** START Information provided **

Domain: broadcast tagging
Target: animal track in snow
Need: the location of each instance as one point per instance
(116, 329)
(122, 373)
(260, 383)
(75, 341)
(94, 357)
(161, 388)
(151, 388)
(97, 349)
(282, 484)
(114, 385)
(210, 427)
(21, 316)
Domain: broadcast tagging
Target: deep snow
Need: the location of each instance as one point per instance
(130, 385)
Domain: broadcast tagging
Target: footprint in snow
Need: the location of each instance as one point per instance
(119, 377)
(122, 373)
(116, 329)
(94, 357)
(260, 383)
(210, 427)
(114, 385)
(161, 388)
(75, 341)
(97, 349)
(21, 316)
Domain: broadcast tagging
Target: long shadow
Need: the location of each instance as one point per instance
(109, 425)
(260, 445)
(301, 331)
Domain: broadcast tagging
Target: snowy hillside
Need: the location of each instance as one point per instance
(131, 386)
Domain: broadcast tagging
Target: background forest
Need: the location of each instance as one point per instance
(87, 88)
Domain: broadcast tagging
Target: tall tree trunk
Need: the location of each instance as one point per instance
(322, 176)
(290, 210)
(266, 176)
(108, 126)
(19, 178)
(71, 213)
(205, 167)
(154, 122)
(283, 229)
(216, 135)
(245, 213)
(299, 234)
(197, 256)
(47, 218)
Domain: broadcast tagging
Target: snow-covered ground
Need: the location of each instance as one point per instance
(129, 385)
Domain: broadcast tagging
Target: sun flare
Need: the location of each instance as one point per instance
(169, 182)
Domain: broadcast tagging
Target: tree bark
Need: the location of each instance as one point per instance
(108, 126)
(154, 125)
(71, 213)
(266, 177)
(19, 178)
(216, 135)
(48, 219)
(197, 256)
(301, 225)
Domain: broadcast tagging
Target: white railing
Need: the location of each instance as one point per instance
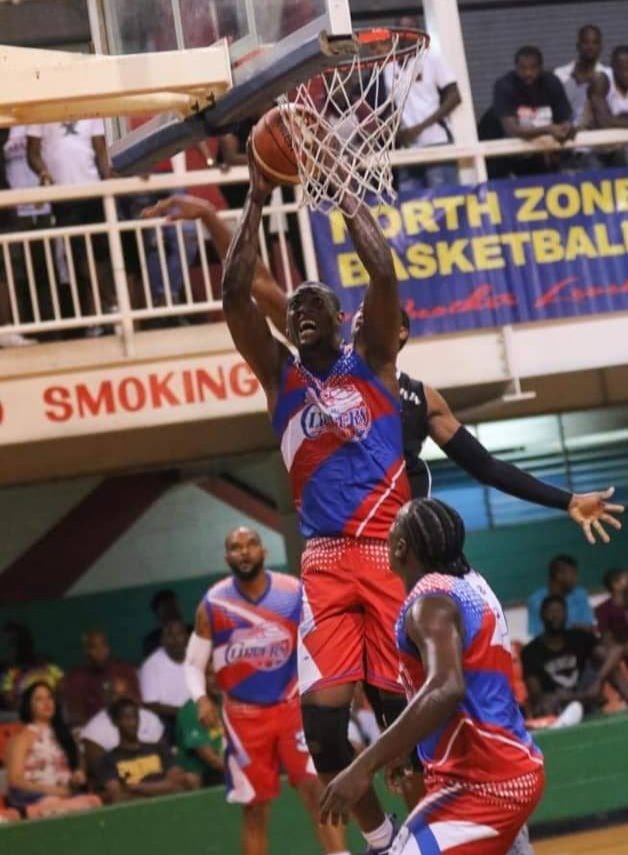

** END Information provided **

What you are asked to do: Pull out each line of the listing above that contains the word "tree".

The reply:
Target: tall tree trunk
Target: tree bark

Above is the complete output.